#### [REQUIRED TASK]
Below are records; extract exactly the lines from the one with "point: orange cloud" through the final line, including both, but drop the pictures.

══════════════════════════════

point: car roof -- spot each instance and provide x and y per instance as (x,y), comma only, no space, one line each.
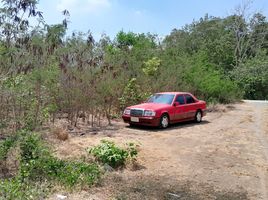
(173,93)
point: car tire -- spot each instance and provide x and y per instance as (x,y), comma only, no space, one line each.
(198,116)
(164,121)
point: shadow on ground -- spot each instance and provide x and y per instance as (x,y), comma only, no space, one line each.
(171,126)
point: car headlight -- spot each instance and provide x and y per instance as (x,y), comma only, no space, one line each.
(127,111)
(149,113)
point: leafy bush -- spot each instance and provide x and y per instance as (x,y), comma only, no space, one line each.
(108,153)
(38,165)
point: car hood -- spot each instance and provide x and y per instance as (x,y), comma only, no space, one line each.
(150,106)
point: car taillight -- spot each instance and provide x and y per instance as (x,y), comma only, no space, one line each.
(127,111)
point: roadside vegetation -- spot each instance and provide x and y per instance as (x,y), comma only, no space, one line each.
(46,75)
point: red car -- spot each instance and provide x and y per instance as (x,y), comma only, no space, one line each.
(166,108)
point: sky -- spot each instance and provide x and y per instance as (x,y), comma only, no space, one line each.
(139,16)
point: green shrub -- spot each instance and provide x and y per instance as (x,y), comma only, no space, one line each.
(108,153)
(38,167)
(6,145)
(11,189)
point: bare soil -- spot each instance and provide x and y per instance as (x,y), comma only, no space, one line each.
(225,157)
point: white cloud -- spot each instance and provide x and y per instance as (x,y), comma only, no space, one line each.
(82,6)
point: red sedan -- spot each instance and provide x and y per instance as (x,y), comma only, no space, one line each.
(166,108)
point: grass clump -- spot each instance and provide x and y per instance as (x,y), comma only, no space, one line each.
(39,170)
(108,153)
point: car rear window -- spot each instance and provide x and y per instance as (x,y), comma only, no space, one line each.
(161,98)
(189,99)
(180,99)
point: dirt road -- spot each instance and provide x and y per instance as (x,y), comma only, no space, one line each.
(224,157)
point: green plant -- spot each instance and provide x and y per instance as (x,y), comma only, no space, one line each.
(108,153)
(39,167)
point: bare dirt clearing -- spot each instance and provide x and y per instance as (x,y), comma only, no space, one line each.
(224,157)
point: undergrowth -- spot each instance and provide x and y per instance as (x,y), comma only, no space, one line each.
(108,153)
(39,170)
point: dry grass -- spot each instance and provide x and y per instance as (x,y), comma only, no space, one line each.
(60,133)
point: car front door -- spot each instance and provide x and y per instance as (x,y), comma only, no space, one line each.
(179,108)
(190,106)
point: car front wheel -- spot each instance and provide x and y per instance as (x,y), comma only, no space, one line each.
(198,116)
(164,121)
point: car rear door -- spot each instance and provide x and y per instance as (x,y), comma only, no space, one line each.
(190,106)
(180,109)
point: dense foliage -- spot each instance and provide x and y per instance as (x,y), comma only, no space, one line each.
(108,153)
(38,169)
(45,73)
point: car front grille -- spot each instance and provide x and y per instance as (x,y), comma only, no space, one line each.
(136,112)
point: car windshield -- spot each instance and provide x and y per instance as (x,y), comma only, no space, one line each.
(161,98)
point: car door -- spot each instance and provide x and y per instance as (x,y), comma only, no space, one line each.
(190,106)
(179,109)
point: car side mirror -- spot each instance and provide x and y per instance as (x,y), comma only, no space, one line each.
(176,104)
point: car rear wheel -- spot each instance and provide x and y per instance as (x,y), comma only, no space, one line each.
(164,121)
(198,116)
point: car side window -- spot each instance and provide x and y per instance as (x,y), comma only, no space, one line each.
(180,99)
(189,99)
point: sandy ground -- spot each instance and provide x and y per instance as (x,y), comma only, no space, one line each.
(224,157)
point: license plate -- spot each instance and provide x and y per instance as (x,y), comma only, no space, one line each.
(134,119)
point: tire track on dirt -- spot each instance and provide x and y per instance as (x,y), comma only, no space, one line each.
(260,136)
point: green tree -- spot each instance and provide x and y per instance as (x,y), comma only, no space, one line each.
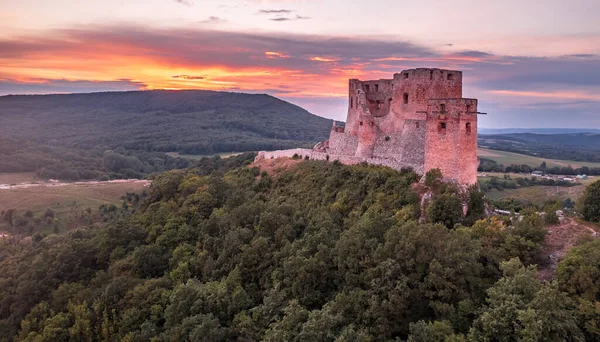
(445,209)
(589,205)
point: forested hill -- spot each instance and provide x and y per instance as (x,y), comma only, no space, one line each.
(321,252)
(194,122)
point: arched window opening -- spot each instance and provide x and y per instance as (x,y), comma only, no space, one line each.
(442,127)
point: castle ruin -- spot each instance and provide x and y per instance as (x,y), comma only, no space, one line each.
(418,119)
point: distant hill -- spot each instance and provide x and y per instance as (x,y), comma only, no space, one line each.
(192,122)
(486,131)
(583,147)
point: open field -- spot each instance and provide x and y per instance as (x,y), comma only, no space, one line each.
(16,178)
(200,156)
(508,158)
(64,200)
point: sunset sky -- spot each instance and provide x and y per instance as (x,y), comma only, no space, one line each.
(533,63)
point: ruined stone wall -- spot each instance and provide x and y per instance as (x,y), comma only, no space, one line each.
(388,146)
(342,144)
(414,87)
(347,160)
(417,119)
(413,143)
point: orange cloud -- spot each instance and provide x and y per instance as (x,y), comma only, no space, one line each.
(559,95)
(272,54)
(323,59)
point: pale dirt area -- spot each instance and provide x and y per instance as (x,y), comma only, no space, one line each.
(52,184)
(276,165)
(484,153)
(560,239)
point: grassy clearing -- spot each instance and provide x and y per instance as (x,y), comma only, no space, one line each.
(16,178)
(200,156)
(64,200)
(508,158)
(538,194)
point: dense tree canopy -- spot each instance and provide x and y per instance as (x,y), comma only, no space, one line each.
(321,252)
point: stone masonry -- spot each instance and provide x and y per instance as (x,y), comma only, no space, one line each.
(418,119)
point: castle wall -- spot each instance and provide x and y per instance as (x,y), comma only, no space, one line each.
(418,119)
(342,144)
(413,143)
(347,160)
(449,145)
(420,85)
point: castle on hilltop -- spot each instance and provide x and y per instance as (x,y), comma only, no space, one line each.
(418,119)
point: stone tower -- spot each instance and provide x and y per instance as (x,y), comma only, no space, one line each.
(417,119)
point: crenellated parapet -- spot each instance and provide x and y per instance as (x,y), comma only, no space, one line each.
(417,119)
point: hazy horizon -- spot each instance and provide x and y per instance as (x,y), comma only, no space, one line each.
(525,69)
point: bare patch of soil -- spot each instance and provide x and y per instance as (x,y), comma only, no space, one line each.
(276,165)
(559,240)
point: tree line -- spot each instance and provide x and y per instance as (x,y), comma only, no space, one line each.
(320,252)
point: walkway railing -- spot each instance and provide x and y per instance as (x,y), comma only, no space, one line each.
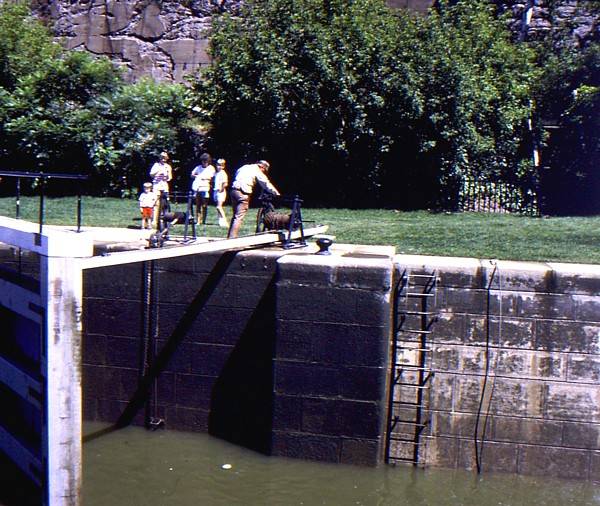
(43,178)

══════════════════════════════

#### [ANSWER TO THE EXERCISE]
point: orange cloud -- spot each instance and provide x and y per instance as (x,y), comma only, no space, one line each.
(559,95)
(272,54)
(323,59)
point: pale dirt area -- spot each instance and provide x and y per instance as (x,y), comma only, no space, one line each.
(52,184)
(276,165)
(484,153)
(560,239)
point: grassy clearing -- spot each instance and provide x and y per instance as (x,y), comma only, no space, one line each.
(16,178)
(200,156)
(64,200)
(508,158)
(538,194)
point: dense tree canopy -- spot each instance and provide x and y per instance as (x,y), comma only, no space, one line each.
(321,252)
point: stone masonry -- spot each instance and provide x and y per instance as (x,y), comma only, no space, one line each.
(418,119)
point: castle wall -- spot each instance and provide x and y per instance as (x,y), comma only, no space, one line each.
(418,119)
(342,144)
(413,143)
(347,160)
(449,145)
(420,85)
point: castle on hilltop -- spot each instance and provide x and y per instance as (x,y), comma only, no space, one line each.
(418,119)
point: stone tower -- spot each instance and provide x and y per instance as (x,y), comma only, no space, one line each.
(417,119)
point: crenellated parapet -- spot each instance and provide x and y per instance as (x,y), comma only, no space, one line each.
(417,119)
point: hazy horizon -- spot each instance and provide x and y per instance as (x,y), comma only, no space, one line each.
(525,69)
point: bare patch of soil -- spot each instance and provide x and y per instance as (x,y), comma only, no space, one line each.
(276,165)
(559,240)
point: tree line -- spot each instance and provide x and y per instance as (x,y), comma only, no space, one line each.
(320,252)
point: walkway railing -- spot each instance and provide x and y per instance as (x,y), comma only, no space, one line each.
(43,178)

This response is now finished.